======== Data in this exercise

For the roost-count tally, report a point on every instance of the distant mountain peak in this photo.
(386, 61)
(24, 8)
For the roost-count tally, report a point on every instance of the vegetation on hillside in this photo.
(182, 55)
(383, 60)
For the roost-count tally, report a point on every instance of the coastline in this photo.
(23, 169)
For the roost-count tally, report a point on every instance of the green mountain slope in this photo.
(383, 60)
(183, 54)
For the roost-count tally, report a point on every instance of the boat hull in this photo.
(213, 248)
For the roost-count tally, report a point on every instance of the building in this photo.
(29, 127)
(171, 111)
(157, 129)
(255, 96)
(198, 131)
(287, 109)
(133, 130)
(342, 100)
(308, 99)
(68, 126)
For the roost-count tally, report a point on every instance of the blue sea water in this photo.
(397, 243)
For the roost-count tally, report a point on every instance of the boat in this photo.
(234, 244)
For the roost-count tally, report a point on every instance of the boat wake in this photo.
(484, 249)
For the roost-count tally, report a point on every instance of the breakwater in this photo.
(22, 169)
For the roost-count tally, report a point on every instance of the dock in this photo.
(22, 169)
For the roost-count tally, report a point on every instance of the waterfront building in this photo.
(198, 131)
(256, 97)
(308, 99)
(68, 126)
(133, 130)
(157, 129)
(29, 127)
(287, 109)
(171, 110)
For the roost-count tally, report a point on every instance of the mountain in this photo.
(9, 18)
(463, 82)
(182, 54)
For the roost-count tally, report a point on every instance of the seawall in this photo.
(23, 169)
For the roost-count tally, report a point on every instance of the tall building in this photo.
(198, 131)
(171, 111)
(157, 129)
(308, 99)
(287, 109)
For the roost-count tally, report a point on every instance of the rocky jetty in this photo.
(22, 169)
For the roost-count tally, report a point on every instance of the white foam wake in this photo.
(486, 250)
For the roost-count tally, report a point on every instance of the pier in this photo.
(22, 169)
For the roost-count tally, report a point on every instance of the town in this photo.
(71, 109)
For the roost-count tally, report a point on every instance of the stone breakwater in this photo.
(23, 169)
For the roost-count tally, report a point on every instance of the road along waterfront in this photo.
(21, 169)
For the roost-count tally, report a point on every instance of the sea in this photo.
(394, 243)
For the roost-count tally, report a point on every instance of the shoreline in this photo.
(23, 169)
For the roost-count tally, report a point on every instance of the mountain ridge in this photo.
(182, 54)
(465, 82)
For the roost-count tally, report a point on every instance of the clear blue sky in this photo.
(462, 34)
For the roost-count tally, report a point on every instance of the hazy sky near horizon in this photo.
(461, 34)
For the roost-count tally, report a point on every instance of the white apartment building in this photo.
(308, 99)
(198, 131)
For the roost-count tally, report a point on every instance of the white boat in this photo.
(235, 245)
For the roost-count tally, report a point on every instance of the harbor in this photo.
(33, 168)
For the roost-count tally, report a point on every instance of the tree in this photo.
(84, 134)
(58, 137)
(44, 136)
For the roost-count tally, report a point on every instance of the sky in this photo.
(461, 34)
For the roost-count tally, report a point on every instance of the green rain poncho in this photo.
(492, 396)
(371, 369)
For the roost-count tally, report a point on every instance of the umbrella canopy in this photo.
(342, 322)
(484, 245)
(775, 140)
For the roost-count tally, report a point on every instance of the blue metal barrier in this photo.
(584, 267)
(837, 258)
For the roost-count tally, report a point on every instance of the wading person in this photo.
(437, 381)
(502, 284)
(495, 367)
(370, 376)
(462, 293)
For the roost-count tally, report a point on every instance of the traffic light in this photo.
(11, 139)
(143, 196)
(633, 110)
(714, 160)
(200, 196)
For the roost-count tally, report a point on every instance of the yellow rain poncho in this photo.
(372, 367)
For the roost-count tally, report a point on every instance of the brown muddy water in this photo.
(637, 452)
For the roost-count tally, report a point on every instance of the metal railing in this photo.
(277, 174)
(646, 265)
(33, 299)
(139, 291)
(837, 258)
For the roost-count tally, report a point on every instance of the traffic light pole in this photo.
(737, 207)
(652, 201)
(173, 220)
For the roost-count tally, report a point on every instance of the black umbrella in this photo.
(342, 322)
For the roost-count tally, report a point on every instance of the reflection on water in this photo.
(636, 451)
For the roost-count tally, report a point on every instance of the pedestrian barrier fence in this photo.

================

#### What to work on
Every line above should be written out again exactly as it stands.

#### Solved problem
For the roost-count tally, report a point on every instance of the distant mountain peak in this photo.
(386, 61)
(24, 8)
For the roost-count tally, report a point on every instance of the vegetation on hillside in this photo.
(182, 55)
(383, 60)
For the roost-count tally, report a point on every instance of the coastline in this photo.
(23, 169)
For the roost-count tally, report a point on every instance of the green mountain slope in this photo.
(383, 60)
(183, 54)
For the roost-count tally, report a point on every instance of the boat hull in this photo.
(213, 248)
For the roost-count tally, report a point on every instance of the building in this photo.
(29, 127)
(171, 111)
(157, 129)
(255, 96)
(198, 131)
(287, 109)
(133, 130)
(342, 100)
(308, 99)
(68, 126)
For the roost-count tally, report a point on every instance of the blue sea water in this photo.
(397, 243)
For the roost-count tally, report a point on every instance of the boat in this photo.
(234, 244)
For the roost-count tally, report a point on every instance of the boat wake in this photo.
(484, 249)
For the roost-count tally, report a point on every instance of the breakwater in this photo.
(22, 169)
For the roost-count tally, report a point on every instance of the dock in this photo.
(22, 169)
For the roost-count tally, report a point on every instance of the waterfront building in this photo.
(198, 131)
(256, 97)
(308, 99)
(68, 126)
(133, 130)
(157, 129)
(29, 127)
(287, 109)
(171, 110)
For the roost-count tally, report a point on every instance of the mountain in this photo.
(9, 18)
(463, 82)
(182, 54)
For the roost-count tally, report a point on every instance of the seawall in this photo.
(23, 169)
For the roost-count tally, report a point on every instance of the tall building in this photo.
(198, 131)
(171, 111)
(157, 129)
(308, 99)
(287, 109)
For the roost-count tally, report a point on every instance of the rocky jetty in this photo.
(22, 169)
For the roost-count tally, report a point on every instance of the white foam wake in this photo.
(486, 250)
For the roost-count tally, report a point on every instance of the pier in this photo.
(22, 169)
For the roost-count tally, report a point on every instance of the town in this photo.
(71, 109)
For the roost-count tally, report a point on every instance of the stone breakwater in this photo.
(23, 169)
For the roost-count tally, report a point on every instance of the road along waterfront in this photo.
(21, 169)
For the roost-count tally, report a point on every instance of the sea in this photo.
(394, 243)
For the roost-count tally, report a point on every instance of the shoreline in this photo.
(23, 169)
For the roost-count tally, report a point on every instance of the mountain ridge in this photo.
(182, 54)
(465, 82)
For the roost-count tally, report a point on every instance of the clear blue sky in this photo.
(462, 34)
For the roost-count tally, report a point on every instance of the hazy sky near horizon in this photo.
(461, 34)
For the roost-count tally, report a point on every instance of the white apartment building in this photo.
(308, 99)
(198, 131)
For the roost-count tally, report a point on every instance of the white boat in this photo.
(235, 245)
For the roost-count tally, report a point on every instance of the harbor in this photo.
(33, 168)
For the roost-count tally, report a point on every instance of the tree in this photo.
(84, 134)
(58, 137)
(44, 136)
For the roost-count tally, report a point on every instance of the sky in this photo.
(461, 34)
For the roost-count tally, report a point on every instance of the green rain poncho in this photo.
(492, 396)
(371, 369)
For the roost-count tally, report a point on every instance of the umbrella canopy in this photo.
(342, 322)
(484, 245)
(775, 140)
For the roost-count tally, report a point on every instance of the blue metal barrier in this photo.
(584, 267)
(837, 258)
For the roost-count tally, report a point on every instance of the wading person in this photo.
(437, 381)
(502, 284)
(495, 367)
(370, 376)
(462, 293)
For the roost-count tally, report a point on every instance of the traffic light in this photo.
(11, 139)
(143, 196)
(633, 110)
(714, 160)
(200, 196)
For the roost-count tally, report a point on every instance of the yellow rain poncho in this photo.
(372, 367)
For the roost-count tally, report a point on every instance of the brown muddy water in this photo.
(637, 452)
For the roost-count tally, report a point on every instance of the metal railing in this photo.
(277, 174)
(646, 265)
(33, 299)
(139, 291)
(837, 258)
For the roost-count tally, report a point on every instance of the traffic light pole in this photo.
(737, 207)
(652, 201)
(173, 220)
For the roost-count tally, report a point on every instance of the black umbrella in this photo.
(342, 322)
For the roost-count tally, report a point on every instance of the reflection on water in this photo.
(636, 451)
For the roost-count tally, report a point on every instance of the pedestrian barrier fence in this photo.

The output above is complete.